#### Problem to solve:
Each line from the one that contains "[trace] blurred wooden object" to the end of the material must be quoted exactly; include both end lines and nothing else.

#### Data excerpts:
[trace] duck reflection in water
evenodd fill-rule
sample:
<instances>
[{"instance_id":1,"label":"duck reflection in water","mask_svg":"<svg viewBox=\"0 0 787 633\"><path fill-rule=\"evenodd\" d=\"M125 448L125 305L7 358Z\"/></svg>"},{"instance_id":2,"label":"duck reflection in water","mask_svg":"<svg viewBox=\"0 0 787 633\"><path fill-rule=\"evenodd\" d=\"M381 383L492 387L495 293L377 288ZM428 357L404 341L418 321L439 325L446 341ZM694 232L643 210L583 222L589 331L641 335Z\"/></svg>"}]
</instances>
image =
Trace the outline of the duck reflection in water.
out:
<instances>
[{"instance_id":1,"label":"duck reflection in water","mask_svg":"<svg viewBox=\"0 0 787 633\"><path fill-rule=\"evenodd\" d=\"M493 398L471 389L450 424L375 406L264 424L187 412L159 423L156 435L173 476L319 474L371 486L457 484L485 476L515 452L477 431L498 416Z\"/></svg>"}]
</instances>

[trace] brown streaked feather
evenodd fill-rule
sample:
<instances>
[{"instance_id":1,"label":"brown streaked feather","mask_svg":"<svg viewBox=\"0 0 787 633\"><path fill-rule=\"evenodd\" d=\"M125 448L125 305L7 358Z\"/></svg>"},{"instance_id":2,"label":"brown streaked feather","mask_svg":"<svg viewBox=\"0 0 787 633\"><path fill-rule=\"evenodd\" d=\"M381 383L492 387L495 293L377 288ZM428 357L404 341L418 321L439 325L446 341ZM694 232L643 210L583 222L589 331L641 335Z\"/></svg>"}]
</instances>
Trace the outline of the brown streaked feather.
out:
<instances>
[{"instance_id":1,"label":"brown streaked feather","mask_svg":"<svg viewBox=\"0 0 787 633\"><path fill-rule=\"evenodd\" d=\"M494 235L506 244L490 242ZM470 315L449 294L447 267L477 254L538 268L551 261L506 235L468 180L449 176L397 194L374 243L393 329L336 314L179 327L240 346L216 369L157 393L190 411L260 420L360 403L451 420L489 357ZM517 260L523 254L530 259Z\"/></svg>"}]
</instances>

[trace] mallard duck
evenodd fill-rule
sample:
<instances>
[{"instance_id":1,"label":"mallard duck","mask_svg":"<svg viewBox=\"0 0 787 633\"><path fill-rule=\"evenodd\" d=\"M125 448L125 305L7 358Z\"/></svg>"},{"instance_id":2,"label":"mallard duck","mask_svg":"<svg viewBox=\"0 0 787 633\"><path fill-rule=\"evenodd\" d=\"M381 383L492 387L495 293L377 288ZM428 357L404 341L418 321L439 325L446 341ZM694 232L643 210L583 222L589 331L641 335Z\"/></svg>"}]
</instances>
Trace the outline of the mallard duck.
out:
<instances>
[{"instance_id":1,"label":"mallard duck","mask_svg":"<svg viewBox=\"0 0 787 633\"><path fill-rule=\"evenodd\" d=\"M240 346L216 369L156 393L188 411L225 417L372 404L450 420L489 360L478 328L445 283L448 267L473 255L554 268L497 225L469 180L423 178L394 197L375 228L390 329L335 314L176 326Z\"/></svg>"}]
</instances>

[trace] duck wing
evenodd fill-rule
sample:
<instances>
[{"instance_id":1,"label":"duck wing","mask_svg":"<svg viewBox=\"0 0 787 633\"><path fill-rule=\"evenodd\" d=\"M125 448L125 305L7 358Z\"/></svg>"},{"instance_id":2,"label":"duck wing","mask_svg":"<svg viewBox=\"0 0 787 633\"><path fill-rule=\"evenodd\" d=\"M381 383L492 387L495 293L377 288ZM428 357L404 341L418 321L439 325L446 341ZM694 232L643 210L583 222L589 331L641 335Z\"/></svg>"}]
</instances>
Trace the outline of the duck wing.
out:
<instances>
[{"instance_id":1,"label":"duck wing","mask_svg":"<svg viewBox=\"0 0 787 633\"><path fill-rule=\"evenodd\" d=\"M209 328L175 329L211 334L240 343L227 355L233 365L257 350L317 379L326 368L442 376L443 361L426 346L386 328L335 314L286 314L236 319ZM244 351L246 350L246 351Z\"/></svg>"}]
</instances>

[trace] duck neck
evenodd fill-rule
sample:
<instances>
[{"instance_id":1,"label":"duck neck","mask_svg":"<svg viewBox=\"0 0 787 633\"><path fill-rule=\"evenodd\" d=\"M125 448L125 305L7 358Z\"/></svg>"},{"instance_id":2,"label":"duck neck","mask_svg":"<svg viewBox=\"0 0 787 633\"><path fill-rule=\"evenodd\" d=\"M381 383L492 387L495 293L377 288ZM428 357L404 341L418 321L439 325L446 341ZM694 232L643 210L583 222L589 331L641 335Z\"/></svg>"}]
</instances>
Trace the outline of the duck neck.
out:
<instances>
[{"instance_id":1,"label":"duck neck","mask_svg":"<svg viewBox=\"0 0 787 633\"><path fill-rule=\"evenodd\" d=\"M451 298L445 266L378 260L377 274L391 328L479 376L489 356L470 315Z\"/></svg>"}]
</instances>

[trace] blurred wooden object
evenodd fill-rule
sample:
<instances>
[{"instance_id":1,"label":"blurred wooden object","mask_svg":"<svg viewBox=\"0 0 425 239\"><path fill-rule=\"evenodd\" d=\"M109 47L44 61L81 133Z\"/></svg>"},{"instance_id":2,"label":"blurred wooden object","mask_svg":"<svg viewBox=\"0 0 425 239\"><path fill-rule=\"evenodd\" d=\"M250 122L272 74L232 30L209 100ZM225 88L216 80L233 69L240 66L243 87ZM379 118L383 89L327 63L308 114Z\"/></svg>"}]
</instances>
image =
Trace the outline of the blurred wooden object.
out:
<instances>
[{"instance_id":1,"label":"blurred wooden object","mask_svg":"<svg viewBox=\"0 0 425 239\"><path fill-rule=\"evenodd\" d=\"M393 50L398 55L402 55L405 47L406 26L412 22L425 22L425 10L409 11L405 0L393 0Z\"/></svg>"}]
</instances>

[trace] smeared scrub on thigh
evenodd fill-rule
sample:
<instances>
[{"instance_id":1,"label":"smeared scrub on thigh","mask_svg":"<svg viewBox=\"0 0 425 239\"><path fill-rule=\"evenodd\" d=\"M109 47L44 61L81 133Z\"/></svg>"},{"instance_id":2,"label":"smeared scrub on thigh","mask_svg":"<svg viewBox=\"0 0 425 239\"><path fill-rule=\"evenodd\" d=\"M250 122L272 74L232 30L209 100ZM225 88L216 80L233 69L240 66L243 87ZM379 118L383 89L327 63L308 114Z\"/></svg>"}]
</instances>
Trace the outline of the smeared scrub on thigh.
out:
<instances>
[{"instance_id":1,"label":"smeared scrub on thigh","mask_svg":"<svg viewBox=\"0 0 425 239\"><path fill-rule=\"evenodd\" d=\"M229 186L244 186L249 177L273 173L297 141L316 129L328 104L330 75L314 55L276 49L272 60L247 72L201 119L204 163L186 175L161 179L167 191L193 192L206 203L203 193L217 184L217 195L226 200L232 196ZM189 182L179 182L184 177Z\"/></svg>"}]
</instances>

#### Right answer:
[trace] blurred wooden object
evenodd fill-rule
sample:
<instances>
[{"instance_id":1,"label":"blurred wooden object","mask_svg":"<svg viewBox=\"0 0 425 239\"><path fill-rule=\"evenodd\" d=\"M109 47L44 61L81 133Z\"/></svg>"},{"instance_id":2,"label":"blurred wooden object","mask_svg":"<svg viewBox=\"0 0 425 239\"><path fill-rule=\"evenodd\" d=\"M250 122L272 74L232 30L209 100ZM225 88L216 80L233 69L240 66L243 87ZM379 118L383 89L327 63L308 114Z\"/></svg>"}]
</instances>
image =
Trace the outline of the blurred wooden object.
out:
<instances>
[{"instance_id":1,"label":"blurred wooden object","mask_svg":"<svg viewBox=\"0 0 425 239\"><path fill-rule=\"evenodd\" d=\"M393 50L398 55L402 55L405 47L406 26L412 22L425 22L425 10L409 11L405 0L393 0Z\"/></svg>"}]
</instances>

[trace] smeared scrub on thigh
evenodd fill-rule
sample:
<instances>
[{"instance_id":1,"label":"smeared scrub on thigh","mask_svg":"<svg viewBox=\"0 0 425 239\"><path fill-rule=\"evenodd\" d=\"M109 47L44 61L81 133Z\"/></svg>"},{"instance_id":2,"label":"smeared scrub on thigh","mask_svg":"<svg viewBox=\"0 0 425 239\"><path fill-rule=\"evenodd\" d=\"M250 122L272 74L232 30L209 100ZM225 88L216 80L233 69L240 66L243 87ZM379 118L383 89L327 63L308 114Z\"/></svg>"}]
</instances>
Trace the outline of the smeared scrub on thigh.
out:
<instances>
[{"instance_id":1,"label":"smeared scrub on thigh","mask_svg":"<svg viewBox=\"0 0 425 239\"><path fill-rule=\"evenodd\" d=\"M229 186L244 186L249 177L273 173L297 141L316 129L328 104L330 75L314 55L276 49L272 60L247 72L201 119L204 163L186 175L161 179L167 191L193 192L206 203L203 193L217 184L217 195L226 200L232 196ZM189 182L179 182L184 177Z\"/></svg>"}]
</instances>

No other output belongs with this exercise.